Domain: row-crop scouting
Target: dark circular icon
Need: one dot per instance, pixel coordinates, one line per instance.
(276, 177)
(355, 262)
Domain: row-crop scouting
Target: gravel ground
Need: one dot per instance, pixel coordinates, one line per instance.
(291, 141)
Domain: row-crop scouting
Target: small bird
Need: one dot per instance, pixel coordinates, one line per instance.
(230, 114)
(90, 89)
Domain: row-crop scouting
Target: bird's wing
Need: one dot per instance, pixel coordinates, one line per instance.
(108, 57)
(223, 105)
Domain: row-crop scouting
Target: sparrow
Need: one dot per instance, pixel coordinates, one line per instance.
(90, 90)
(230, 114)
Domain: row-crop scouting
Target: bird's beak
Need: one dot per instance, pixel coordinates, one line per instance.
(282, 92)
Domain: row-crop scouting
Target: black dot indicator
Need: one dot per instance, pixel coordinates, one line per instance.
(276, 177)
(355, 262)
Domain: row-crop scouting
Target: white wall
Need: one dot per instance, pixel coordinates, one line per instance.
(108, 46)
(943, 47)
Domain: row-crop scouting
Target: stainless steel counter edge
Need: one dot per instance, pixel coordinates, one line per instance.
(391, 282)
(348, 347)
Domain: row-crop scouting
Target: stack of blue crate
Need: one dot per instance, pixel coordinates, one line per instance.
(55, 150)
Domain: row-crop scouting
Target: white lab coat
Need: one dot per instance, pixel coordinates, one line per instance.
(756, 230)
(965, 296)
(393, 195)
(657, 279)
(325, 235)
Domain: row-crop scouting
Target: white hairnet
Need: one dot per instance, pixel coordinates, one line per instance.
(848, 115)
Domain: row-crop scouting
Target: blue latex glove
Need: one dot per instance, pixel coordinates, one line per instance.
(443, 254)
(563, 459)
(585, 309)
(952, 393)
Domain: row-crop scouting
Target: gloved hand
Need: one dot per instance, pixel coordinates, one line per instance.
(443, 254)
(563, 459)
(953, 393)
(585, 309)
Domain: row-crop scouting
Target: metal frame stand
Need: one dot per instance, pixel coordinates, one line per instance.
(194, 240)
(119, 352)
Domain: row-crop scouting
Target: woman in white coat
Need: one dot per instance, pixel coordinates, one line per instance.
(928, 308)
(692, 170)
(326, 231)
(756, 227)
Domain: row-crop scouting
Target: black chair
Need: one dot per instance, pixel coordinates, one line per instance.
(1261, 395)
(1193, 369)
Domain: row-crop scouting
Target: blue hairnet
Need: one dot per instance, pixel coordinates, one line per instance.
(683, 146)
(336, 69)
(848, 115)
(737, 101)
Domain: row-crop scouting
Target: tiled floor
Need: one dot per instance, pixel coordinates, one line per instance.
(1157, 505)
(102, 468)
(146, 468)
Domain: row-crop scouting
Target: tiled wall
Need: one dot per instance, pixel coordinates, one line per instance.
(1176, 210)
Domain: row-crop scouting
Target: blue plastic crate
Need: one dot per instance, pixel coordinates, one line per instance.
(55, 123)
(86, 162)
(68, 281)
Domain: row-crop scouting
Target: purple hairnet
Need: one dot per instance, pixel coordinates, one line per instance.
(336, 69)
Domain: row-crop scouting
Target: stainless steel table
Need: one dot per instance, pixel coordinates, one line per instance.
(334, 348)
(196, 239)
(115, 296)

[WHAT YOU ARE ASKED TO DO] Lines of the listing that contain the word "steel" are to be counted; report only their number.

[EXERCISE ANSWER] 2